Selected excerpt: Begin

For thousands of years, humankind's most lethal enemies were not saw-toothed predators but tiny microbes. Bears and wolves never halved the population of Europe, but a bacterial plague did.

About 80 years ago, we humans finally gained the upper hand against these germs. Sir Alexander Fleming discovered penicillin in 1928 and, within years, once-deadly threats like strep throat and pneumonia became relatively minor ailments. Antibiotics also ushered in an era of medical innovation, allowing organ transplants, cancer chemotherapy, and other now-common surgical procedures that had been prohibitively risky.

But we soon learned that you can have too much of a good thing. Whenever we use antibiotics, we kill some bacteria and encourage the surviving microbes to mutate and become resistant. And, after decades of antibiotic overuse, drug-resistant bacteria now sicken at least 2 million Americans and kill 23,000 every year.

Selected excerpt: End
Source information: Begin

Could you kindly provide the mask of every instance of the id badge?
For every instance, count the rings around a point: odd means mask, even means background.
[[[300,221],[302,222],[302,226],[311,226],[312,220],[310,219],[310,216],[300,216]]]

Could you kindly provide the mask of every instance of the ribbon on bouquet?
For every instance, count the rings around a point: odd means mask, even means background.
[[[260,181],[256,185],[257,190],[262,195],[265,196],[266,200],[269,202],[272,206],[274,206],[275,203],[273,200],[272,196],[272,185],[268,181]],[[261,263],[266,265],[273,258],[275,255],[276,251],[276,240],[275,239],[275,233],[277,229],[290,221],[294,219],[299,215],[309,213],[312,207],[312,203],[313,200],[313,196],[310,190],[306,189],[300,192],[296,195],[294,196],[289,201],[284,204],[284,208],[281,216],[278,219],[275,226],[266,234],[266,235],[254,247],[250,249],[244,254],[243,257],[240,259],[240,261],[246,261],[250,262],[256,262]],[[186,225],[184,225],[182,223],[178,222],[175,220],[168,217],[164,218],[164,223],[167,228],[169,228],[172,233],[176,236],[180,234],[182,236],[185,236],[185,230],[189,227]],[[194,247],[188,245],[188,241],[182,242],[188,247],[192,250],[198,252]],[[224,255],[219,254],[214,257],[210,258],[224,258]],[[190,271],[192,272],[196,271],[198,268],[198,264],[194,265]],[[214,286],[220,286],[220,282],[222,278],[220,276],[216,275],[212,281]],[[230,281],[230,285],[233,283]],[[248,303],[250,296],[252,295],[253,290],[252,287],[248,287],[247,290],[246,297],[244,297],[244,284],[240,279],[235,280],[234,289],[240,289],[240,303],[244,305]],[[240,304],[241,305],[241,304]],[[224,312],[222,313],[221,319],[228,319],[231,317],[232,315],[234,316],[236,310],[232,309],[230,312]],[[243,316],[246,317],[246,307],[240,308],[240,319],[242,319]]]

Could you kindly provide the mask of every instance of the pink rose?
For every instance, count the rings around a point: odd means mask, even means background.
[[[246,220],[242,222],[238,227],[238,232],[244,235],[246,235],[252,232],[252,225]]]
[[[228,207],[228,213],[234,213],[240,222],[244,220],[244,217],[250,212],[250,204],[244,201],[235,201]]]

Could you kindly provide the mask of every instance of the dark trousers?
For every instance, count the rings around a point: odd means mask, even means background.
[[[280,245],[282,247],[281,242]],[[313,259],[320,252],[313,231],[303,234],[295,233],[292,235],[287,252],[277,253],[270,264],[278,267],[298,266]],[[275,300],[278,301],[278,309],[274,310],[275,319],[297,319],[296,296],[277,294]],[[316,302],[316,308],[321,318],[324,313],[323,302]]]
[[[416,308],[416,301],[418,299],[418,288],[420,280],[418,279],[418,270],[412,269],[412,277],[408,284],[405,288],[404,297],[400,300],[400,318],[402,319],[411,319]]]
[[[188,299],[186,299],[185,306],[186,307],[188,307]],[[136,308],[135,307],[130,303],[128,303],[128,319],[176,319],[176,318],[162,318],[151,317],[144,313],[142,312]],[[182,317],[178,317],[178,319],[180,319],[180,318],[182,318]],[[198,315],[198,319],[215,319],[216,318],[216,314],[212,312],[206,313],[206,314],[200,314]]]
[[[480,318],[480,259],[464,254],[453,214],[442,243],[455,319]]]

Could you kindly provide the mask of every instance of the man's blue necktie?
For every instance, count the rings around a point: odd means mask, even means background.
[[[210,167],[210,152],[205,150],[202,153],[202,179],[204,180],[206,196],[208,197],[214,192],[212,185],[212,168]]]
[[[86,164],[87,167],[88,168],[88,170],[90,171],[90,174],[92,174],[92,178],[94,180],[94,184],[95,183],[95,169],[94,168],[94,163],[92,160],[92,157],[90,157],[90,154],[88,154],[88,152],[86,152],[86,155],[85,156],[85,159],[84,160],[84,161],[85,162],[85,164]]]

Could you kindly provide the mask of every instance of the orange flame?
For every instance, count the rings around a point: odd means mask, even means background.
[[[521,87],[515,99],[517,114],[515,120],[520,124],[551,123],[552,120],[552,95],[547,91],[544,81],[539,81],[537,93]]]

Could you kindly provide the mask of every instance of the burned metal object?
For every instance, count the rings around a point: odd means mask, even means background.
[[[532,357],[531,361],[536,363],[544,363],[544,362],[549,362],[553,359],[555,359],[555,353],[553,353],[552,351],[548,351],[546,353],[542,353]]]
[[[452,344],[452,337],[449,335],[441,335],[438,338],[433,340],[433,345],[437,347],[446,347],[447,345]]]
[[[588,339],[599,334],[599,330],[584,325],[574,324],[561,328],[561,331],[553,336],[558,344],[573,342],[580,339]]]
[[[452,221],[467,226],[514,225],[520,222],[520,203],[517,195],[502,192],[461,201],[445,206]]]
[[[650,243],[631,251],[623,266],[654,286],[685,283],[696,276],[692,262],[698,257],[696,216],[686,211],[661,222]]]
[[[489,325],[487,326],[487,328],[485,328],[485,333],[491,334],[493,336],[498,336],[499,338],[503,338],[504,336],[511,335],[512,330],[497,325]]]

Source information: End

== Brief 1 ==
In the passage on antibiotics and drug-resistant bacteria, what year did Sir Alexander Fleming discover penicillin?
== Brief 2 ==
Reproduce the part of the passage on antibiotics and drug-resistant bacteria that starts with "About 80 years" and goes on through "been prohibitively risky.".

== Written response 1 ==
1928

== Written response 2 ==
About 80 years ago, we humans finally gained the upper hand against these germs. Sir Alexander Fleming discovered penicillin in 1928 and, within years, once-deadly threats like strep throat and pneumonia became relatively minor ailments. Antibiotics also ushered in an era of medical innovation, allowing organ transplants, cancer chemotherapy, and other now-common surgical procedures that had been prohibitively risky.